Short exercise - In the items below, copy the lines word for word. Begin at the line that contains "Exercise. Pick out the man's" and stop after the line that contains "pixel 179 419".

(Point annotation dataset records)
______________________________

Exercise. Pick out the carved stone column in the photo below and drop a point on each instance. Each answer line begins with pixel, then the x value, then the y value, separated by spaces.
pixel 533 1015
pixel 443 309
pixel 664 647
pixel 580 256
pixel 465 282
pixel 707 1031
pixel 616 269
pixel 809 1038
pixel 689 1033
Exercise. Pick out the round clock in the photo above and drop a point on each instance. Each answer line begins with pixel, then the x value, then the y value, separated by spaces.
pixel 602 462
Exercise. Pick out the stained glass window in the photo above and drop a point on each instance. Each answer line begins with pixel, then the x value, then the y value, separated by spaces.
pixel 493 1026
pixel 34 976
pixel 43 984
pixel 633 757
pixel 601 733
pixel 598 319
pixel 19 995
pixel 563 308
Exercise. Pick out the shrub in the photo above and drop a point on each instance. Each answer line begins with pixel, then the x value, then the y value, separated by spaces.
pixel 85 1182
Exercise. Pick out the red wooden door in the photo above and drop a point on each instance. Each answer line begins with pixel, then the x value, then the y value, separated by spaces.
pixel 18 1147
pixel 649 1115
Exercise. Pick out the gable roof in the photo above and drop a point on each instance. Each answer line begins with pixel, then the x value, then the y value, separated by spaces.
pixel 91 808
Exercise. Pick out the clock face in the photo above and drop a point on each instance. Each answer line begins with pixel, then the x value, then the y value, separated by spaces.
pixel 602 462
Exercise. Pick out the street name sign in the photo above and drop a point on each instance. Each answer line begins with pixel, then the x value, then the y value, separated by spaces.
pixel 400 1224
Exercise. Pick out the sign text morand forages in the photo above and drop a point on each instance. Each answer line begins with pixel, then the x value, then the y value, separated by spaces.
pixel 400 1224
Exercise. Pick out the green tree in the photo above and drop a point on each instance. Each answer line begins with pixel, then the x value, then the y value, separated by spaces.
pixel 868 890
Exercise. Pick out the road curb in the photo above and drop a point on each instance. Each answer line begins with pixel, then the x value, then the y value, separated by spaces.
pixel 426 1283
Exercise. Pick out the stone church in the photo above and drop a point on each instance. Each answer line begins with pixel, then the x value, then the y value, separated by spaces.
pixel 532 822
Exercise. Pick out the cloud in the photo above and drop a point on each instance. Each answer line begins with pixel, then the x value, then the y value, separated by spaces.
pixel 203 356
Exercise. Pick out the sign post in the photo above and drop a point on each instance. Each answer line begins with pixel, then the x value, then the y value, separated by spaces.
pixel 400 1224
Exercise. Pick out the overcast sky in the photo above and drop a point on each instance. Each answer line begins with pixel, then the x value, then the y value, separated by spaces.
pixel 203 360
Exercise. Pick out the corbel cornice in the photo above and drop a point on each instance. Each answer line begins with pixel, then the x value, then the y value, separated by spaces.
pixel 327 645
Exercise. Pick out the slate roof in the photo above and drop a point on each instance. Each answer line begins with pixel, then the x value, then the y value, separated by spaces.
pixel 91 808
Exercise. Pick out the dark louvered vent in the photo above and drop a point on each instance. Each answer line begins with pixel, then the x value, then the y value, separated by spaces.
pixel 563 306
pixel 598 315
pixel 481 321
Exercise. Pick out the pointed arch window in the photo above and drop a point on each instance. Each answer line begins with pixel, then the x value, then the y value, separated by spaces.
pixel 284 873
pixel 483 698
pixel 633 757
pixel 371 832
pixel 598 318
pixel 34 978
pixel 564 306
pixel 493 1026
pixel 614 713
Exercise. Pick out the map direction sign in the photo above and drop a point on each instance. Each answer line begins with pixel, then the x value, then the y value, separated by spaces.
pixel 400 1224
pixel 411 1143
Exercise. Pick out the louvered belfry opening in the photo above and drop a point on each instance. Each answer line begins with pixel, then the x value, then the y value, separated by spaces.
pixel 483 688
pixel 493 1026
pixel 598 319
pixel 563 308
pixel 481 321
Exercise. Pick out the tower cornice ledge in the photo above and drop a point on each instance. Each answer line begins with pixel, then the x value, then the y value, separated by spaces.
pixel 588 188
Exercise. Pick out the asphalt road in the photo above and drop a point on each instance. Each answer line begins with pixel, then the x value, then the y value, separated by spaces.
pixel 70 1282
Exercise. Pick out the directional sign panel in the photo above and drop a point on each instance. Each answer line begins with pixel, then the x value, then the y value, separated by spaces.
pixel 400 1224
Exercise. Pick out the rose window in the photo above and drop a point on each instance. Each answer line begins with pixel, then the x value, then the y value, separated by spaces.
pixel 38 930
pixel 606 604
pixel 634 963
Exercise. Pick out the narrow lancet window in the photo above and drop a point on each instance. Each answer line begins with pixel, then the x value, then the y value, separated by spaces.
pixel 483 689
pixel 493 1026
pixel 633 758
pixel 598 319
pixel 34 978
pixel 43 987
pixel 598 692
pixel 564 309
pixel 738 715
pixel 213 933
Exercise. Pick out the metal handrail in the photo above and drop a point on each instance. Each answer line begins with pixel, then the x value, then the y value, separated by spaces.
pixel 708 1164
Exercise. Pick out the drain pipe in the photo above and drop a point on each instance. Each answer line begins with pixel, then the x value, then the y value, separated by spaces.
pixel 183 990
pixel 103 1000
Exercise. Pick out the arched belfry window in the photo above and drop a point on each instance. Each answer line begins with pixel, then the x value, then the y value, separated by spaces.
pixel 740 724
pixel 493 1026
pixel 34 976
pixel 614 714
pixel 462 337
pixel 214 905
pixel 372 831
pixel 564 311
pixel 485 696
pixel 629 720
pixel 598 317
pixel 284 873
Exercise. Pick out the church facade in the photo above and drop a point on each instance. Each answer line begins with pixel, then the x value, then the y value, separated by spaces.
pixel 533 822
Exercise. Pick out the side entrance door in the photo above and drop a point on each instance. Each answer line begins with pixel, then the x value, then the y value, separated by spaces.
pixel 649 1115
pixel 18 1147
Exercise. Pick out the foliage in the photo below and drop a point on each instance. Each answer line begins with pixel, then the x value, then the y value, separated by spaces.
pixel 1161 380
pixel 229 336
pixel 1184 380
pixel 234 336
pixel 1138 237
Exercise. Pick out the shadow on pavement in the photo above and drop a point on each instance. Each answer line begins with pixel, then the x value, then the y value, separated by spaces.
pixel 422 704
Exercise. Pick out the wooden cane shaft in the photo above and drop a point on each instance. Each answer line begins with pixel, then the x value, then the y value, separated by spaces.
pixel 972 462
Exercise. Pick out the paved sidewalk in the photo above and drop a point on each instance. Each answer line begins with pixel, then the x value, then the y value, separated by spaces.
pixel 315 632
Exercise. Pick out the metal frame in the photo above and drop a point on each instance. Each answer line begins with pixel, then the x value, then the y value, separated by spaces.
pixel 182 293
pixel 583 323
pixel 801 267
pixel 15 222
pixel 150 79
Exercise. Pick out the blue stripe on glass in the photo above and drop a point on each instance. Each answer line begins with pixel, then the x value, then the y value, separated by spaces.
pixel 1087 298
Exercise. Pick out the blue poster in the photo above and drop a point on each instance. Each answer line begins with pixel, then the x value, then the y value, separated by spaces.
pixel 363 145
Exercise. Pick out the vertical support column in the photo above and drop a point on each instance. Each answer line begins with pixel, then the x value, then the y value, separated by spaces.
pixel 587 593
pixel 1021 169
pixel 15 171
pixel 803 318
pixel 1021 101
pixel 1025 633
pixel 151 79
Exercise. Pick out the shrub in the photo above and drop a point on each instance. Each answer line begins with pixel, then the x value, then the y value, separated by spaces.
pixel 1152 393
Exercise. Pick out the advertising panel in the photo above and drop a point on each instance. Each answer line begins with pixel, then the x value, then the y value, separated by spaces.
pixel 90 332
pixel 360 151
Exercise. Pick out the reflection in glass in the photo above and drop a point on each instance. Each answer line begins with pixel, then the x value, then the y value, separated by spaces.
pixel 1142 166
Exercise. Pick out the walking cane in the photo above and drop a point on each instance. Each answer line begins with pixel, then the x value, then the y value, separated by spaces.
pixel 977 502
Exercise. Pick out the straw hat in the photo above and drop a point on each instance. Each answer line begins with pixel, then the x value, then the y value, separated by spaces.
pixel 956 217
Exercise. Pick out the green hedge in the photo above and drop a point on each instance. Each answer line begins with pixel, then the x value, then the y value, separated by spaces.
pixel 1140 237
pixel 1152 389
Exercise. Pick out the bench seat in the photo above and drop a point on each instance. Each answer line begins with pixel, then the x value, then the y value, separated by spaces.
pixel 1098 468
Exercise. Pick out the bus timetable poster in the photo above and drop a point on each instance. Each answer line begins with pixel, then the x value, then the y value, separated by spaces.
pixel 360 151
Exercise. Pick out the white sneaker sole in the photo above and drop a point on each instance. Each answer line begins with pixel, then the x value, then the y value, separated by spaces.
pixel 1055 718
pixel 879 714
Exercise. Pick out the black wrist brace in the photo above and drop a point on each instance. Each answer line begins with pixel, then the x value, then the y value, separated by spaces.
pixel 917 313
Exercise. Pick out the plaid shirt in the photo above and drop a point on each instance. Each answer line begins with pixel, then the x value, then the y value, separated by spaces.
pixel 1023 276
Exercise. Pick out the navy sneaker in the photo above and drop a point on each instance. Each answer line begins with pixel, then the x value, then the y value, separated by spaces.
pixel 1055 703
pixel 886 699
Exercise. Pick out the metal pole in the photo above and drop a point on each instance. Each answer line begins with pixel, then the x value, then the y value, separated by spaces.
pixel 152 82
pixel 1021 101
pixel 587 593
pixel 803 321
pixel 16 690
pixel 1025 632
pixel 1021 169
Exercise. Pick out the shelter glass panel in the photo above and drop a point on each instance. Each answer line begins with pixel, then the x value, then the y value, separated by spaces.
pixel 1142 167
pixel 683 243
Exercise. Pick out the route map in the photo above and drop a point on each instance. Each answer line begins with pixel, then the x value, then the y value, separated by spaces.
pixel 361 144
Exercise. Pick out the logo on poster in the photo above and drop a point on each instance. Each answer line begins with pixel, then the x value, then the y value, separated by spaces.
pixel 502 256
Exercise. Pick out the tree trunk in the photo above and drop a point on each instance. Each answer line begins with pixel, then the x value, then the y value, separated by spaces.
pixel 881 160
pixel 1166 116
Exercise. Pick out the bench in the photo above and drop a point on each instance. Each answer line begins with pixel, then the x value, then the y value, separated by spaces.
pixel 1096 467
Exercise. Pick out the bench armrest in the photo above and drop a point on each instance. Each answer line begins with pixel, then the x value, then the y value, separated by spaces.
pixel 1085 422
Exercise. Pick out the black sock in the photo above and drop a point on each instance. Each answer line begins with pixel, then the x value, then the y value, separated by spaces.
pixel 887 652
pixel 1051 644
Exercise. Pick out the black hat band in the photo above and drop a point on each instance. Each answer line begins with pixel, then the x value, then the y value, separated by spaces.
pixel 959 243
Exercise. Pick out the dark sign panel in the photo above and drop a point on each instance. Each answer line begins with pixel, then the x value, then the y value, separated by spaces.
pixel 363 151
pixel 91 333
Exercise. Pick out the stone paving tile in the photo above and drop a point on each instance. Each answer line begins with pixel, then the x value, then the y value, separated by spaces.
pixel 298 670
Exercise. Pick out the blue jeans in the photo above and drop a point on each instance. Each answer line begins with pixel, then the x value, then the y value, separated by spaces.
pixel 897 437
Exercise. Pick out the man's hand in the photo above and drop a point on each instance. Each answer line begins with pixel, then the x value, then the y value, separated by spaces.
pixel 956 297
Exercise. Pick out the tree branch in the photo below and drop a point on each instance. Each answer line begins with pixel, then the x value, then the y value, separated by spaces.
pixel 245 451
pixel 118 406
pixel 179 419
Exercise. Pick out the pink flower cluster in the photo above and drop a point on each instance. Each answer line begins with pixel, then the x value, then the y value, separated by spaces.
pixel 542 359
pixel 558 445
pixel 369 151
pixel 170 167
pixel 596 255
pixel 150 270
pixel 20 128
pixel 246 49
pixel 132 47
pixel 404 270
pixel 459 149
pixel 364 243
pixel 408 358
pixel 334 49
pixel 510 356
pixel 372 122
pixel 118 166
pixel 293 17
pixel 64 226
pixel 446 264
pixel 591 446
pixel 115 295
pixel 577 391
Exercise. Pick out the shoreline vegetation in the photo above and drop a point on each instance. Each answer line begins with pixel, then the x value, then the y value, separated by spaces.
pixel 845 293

______________________________

Answer to this problem -
Exercise. Pick out the man's hand in the photo above and drop a point on each instance. Each answer line begins with pixel, then the x value, then the y value, separated by spaces.
pixel 956 297
Exercise. Pick out the tree branch in the photo below and drop a point on each instance. Each answer line begins with pixel, then the x value, then the y value, separated by spaces.
pixel 245 451
pixel 118 406
pixel 179 419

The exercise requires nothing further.